* **Work instruction**
Give back exactly the line containing "Give one point for each instance of the white chocolate" together with all the lines after it, ending at the final line below.

Point-per-instance localization data:
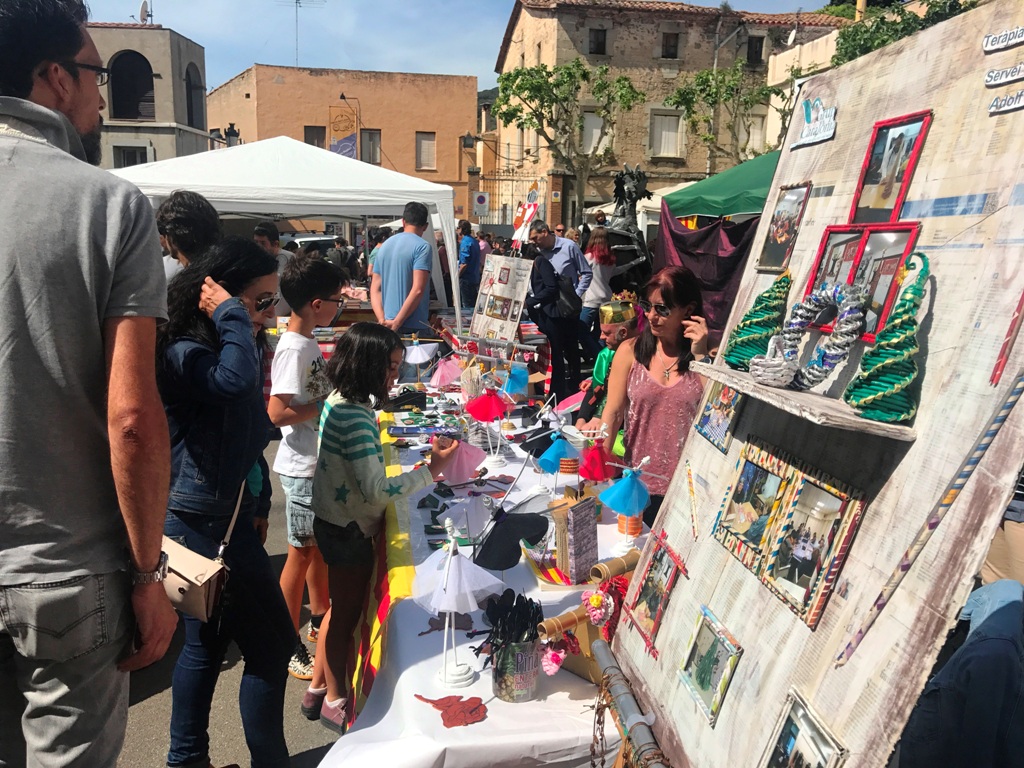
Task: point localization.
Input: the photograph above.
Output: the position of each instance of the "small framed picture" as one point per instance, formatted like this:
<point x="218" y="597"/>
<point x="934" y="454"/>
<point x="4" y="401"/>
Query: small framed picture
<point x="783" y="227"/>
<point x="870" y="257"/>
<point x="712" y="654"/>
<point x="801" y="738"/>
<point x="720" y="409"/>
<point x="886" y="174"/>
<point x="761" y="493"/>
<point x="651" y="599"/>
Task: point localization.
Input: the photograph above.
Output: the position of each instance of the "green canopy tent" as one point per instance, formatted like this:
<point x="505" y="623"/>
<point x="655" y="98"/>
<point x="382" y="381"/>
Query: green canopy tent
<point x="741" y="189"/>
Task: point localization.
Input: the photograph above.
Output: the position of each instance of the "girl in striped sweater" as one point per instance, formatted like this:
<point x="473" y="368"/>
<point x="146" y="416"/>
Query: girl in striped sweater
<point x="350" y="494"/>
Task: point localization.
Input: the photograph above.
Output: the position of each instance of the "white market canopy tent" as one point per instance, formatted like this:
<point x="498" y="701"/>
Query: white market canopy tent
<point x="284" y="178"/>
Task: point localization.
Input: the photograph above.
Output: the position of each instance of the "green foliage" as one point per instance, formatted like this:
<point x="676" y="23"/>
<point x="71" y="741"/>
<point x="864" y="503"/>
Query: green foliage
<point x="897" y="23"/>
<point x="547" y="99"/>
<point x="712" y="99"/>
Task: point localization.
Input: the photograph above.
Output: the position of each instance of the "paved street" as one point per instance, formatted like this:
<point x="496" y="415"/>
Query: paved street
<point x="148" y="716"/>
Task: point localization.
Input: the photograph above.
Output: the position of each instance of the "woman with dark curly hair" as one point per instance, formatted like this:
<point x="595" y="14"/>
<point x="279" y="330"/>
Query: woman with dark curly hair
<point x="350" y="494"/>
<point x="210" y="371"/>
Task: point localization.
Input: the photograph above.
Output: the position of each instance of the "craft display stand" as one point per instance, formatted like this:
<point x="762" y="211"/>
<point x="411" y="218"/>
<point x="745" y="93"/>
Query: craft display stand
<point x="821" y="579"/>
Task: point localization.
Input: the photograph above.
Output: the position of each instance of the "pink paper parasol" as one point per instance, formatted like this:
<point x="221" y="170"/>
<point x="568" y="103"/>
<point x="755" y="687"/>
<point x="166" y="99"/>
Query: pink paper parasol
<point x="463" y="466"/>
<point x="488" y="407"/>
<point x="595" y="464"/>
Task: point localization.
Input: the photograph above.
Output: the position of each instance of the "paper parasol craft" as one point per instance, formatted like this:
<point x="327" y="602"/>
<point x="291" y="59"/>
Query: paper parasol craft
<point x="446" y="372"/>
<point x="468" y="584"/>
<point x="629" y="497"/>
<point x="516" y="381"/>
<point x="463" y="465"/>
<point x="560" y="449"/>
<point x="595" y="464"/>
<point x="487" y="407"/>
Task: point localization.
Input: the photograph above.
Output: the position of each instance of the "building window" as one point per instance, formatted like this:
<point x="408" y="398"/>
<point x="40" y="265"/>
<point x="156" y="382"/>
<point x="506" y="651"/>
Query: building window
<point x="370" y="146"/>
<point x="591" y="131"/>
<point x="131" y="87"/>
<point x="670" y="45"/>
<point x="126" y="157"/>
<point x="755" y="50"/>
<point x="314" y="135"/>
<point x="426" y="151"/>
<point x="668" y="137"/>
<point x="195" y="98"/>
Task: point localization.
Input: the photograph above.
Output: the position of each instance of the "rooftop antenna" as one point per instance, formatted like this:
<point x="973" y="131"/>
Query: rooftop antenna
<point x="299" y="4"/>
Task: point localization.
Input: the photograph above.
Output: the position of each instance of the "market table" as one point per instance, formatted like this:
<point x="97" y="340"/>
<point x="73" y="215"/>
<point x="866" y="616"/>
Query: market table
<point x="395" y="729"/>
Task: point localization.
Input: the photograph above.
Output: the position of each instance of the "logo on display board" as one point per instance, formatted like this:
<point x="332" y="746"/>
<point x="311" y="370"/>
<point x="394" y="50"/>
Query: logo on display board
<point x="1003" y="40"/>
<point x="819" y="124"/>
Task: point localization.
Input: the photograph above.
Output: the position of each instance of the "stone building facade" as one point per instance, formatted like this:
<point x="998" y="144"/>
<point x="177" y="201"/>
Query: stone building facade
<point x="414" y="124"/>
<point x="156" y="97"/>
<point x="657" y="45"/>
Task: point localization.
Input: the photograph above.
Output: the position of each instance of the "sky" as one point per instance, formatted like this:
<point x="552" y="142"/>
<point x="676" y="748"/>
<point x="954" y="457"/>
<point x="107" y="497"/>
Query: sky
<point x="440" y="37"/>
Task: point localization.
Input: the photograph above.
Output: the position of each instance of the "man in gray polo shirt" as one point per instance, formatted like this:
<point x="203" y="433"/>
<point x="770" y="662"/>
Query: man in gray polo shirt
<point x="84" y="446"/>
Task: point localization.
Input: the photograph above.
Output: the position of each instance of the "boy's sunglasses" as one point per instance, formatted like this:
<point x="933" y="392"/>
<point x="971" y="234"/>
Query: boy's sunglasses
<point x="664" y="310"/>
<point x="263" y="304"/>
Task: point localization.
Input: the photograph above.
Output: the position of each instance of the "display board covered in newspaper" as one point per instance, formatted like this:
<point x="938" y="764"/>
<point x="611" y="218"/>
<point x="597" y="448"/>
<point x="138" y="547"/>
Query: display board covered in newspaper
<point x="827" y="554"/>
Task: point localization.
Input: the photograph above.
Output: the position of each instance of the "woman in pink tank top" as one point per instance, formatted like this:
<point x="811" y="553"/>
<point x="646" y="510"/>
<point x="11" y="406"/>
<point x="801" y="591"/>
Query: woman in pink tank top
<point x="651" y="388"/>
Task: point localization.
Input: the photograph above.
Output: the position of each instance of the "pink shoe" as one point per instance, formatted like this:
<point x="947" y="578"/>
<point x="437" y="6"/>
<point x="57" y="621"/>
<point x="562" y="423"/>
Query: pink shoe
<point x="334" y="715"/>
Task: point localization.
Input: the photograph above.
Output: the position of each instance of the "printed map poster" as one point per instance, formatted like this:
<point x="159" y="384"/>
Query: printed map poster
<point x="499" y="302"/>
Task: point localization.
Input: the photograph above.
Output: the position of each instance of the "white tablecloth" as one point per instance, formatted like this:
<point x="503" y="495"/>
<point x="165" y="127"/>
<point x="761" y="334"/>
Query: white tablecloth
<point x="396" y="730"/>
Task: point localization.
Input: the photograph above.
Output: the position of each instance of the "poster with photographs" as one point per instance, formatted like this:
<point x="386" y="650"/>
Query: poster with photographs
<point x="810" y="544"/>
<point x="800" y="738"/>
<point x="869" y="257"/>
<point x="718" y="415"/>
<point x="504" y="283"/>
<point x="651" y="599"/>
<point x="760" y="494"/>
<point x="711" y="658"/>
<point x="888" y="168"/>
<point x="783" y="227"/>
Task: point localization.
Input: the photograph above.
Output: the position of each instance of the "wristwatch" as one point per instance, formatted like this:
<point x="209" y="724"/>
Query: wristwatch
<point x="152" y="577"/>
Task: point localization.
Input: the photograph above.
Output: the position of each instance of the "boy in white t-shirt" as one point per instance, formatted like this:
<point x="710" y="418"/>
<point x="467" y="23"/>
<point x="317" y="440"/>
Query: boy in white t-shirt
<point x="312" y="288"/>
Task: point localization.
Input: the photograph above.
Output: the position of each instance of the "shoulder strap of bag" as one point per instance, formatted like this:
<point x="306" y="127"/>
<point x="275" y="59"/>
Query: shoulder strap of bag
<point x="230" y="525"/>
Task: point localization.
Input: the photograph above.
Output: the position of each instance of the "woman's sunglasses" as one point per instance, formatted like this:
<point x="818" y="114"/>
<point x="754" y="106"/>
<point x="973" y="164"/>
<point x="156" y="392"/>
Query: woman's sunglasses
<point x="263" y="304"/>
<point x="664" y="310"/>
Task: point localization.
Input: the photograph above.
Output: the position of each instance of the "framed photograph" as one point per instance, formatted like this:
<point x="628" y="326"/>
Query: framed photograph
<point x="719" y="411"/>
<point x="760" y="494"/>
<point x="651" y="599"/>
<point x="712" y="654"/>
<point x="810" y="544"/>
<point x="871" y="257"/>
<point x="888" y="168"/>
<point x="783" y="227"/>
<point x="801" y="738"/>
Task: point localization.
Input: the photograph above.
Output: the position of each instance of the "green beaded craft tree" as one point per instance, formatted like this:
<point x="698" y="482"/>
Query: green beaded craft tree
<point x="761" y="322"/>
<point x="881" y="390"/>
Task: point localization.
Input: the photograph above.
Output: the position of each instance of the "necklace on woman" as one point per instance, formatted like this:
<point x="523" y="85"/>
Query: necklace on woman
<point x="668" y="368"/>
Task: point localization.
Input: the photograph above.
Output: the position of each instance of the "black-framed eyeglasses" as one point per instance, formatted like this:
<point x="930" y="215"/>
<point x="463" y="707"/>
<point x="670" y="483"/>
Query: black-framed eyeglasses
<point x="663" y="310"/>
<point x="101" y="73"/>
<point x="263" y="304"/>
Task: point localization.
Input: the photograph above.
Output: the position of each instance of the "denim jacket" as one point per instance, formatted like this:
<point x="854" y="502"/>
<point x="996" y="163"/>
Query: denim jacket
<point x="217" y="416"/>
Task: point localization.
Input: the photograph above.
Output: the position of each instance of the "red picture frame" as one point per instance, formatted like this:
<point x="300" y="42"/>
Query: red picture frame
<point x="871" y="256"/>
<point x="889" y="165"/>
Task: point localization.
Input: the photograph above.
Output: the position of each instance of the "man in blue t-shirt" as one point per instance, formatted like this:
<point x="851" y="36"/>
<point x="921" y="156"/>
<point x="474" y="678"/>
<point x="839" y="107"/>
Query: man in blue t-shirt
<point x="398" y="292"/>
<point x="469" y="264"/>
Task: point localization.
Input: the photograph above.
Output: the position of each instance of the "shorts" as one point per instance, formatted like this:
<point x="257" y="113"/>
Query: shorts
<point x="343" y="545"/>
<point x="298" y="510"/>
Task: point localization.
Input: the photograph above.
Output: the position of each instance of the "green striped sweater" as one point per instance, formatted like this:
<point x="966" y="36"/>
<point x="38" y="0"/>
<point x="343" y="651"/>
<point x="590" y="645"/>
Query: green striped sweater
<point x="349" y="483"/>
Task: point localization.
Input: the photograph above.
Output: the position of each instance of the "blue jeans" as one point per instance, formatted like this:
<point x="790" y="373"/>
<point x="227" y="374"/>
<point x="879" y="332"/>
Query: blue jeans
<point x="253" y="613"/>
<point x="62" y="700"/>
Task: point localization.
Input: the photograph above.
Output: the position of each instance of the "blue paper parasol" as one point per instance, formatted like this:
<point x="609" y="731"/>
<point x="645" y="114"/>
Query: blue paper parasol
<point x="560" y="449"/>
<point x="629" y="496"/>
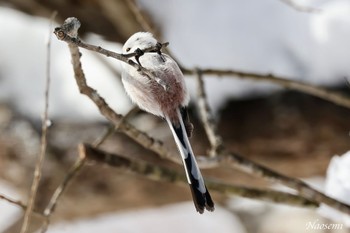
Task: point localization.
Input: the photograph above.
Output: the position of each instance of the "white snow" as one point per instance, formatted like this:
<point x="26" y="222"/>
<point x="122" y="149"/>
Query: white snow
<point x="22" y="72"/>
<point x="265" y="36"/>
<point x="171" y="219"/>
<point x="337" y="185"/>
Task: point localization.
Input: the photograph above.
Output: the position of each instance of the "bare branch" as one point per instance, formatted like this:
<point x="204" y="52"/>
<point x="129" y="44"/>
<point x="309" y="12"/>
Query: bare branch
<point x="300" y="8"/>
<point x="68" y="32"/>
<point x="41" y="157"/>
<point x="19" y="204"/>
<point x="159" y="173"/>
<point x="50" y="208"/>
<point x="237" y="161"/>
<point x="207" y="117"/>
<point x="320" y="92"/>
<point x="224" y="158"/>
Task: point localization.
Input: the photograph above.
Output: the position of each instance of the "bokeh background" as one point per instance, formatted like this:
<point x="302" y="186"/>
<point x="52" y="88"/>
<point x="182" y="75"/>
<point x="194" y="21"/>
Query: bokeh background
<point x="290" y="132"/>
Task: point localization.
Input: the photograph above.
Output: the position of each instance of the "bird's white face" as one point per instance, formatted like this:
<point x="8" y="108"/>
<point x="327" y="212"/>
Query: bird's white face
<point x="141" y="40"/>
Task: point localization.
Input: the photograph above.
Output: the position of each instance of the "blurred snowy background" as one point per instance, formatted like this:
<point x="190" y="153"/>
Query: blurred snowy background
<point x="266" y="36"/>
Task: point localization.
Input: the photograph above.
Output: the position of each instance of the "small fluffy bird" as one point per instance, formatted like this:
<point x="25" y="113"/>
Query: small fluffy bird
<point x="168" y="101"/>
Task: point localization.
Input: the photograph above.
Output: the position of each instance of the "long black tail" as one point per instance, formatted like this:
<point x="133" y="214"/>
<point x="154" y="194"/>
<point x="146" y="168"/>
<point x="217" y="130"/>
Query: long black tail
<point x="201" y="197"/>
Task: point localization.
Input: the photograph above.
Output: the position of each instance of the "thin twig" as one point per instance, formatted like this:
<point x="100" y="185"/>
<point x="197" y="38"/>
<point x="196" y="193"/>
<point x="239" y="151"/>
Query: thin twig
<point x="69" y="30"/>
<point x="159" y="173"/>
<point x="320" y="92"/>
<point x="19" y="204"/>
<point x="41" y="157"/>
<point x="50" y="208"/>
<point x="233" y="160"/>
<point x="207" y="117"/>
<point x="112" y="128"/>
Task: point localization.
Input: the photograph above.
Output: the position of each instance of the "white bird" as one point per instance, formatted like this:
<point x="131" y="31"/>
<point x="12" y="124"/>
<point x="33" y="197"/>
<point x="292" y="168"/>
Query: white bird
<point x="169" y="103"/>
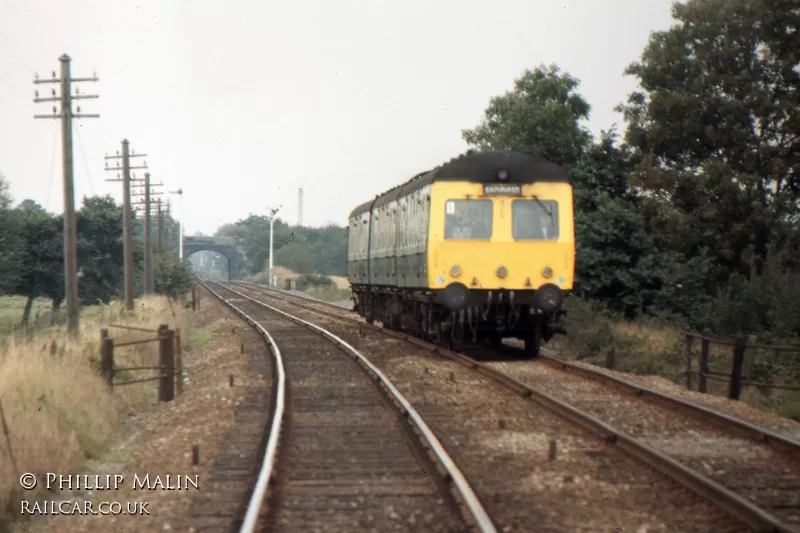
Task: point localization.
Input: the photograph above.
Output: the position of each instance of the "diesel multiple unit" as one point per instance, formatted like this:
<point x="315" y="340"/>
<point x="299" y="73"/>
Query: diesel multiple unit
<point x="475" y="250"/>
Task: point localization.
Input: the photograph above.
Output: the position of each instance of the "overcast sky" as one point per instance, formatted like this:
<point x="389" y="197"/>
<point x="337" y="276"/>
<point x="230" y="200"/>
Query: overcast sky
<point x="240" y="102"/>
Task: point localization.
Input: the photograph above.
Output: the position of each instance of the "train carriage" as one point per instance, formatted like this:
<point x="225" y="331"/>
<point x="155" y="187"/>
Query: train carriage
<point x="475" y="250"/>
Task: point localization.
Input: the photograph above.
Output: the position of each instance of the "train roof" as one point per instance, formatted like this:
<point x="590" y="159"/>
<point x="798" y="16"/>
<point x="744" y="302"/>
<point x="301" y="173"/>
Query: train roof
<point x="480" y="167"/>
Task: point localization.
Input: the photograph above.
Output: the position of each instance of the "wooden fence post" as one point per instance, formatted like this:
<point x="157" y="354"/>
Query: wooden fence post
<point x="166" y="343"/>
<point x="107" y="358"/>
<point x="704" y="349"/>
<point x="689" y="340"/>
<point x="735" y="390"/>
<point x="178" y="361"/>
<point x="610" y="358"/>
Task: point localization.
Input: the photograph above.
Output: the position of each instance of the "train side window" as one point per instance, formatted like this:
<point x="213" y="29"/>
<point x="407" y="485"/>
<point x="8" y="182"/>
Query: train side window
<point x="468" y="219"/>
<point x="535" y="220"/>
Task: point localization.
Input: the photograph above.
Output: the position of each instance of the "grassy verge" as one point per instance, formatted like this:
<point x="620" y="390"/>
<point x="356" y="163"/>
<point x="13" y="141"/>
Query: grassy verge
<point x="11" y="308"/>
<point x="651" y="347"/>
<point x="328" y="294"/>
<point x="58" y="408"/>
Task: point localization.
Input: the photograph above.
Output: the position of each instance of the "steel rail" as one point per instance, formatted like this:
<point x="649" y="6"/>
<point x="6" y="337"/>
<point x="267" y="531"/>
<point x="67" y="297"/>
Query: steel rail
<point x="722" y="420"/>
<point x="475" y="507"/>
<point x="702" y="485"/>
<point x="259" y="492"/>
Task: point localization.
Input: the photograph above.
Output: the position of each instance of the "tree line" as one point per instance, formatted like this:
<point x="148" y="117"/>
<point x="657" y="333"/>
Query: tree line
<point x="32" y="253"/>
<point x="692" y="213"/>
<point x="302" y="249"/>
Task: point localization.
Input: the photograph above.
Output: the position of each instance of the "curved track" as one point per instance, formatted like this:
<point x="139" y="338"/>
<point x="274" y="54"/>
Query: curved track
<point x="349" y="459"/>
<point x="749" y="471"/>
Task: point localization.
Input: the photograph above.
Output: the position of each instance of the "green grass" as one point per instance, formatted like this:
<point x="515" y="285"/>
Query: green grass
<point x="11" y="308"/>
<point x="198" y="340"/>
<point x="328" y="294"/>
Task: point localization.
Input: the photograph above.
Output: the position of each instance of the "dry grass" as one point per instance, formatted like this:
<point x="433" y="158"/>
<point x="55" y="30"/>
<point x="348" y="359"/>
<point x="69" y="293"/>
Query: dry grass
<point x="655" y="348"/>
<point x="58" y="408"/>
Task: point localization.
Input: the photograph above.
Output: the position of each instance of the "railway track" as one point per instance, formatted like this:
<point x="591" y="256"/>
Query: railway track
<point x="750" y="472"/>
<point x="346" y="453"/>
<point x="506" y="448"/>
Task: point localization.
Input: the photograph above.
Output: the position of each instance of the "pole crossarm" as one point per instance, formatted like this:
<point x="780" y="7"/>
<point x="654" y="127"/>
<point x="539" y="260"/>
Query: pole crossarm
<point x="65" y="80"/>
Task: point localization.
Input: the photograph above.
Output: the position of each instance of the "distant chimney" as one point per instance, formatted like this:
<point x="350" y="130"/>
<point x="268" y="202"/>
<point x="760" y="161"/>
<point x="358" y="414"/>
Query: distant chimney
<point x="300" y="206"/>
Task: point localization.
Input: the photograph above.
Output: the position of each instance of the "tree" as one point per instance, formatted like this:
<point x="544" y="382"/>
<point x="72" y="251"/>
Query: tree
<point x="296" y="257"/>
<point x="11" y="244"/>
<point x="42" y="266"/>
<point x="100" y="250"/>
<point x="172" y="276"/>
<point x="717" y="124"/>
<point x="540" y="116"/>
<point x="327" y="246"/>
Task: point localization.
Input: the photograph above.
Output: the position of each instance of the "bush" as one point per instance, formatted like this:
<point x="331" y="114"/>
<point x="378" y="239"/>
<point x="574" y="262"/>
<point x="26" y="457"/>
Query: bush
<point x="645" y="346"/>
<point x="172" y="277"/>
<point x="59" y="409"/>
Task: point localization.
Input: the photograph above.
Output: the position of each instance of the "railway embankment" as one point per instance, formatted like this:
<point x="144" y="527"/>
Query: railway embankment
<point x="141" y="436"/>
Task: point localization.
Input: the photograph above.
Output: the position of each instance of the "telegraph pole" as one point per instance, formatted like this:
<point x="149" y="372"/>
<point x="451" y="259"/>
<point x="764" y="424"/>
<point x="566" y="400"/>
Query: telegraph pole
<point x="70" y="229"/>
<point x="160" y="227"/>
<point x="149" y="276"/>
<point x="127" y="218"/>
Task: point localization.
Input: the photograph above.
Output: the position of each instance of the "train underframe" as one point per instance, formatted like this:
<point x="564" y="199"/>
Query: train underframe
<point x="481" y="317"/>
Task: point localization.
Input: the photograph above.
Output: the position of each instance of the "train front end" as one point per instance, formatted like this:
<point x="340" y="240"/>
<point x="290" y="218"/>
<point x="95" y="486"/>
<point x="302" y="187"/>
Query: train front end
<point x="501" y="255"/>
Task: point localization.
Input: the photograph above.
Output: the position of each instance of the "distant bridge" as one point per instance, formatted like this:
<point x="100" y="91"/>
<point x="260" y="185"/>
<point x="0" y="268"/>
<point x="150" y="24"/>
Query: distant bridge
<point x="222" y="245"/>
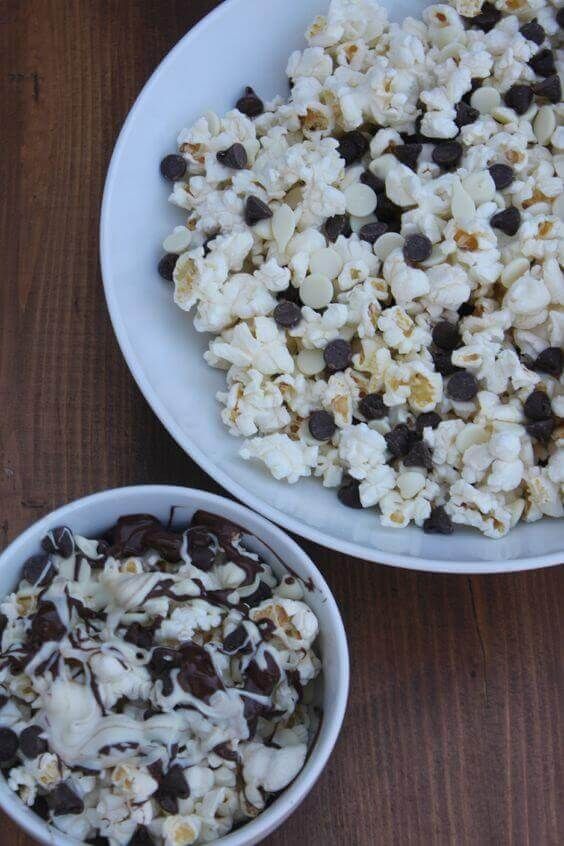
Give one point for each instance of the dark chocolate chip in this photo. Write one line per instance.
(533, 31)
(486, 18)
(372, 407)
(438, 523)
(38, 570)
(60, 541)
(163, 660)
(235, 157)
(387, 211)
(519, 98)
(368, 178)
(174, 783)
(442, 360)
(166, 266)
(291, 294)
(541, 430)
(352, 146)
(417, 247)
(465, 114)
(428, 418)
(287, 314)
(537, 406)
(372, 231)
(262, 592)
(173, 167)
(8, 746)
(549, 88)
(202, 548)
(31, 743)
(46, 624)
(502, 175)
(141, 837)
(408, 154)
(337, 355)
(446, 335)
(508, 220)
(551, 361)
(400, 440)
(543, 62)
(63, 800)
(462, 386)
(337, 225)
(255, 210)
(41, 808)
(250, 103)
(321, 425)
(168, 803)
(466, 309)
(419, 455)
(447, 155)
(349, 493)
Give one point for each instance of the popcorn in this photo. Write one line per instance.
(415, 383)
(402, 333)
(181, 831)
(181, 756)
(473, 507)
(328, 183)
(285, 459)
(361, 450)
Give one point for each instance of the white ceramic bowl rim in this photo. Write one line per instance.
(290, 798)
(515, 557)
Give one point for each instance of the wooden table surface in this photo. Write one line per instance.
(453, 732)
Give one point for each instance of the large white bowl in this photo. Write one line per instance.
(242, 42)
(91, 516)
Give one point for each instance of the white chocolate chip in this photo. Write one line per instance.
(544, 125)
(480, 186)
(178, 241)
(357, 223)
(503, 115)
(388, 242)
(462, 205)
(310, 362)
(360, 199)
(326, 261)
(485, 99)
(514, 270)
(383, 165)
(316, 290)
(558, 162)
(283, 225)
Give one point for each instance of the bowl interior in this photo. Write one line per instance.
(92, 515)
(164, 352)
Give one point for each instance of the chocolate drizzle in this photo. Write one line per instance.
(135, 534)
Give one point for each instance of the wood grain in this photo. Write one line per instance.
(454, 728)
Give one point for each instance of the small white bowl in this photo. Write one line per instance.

* **Reply to the exercise**
Give one point for each instance of the white chocolate chip in this photo. Write one line per instance.
(544, 125)
(480, 186)
(178, 241)
(357, 223)
(503, 115)
(388, 242)
(462, 205)
(310, 362)
(360, 199)
(326, 261)
(485, 99)
(514, 270)
(383, 165)
(316, 290)
(558, 162)
(283, 225)
Give one point for each instance of the bowl interior in this photo. Write one line per instance.
(92, 515)
(164, 352)
Give one point for each instance of the chocolate drizzle in this photo. Write one line per instance.
(135, 534)
Give one point for each instance of the wood grain in this photo. Write one line per instance.
(454, 728)
Give one point for each instance of the small white bowl in this photo. Write one line per instance.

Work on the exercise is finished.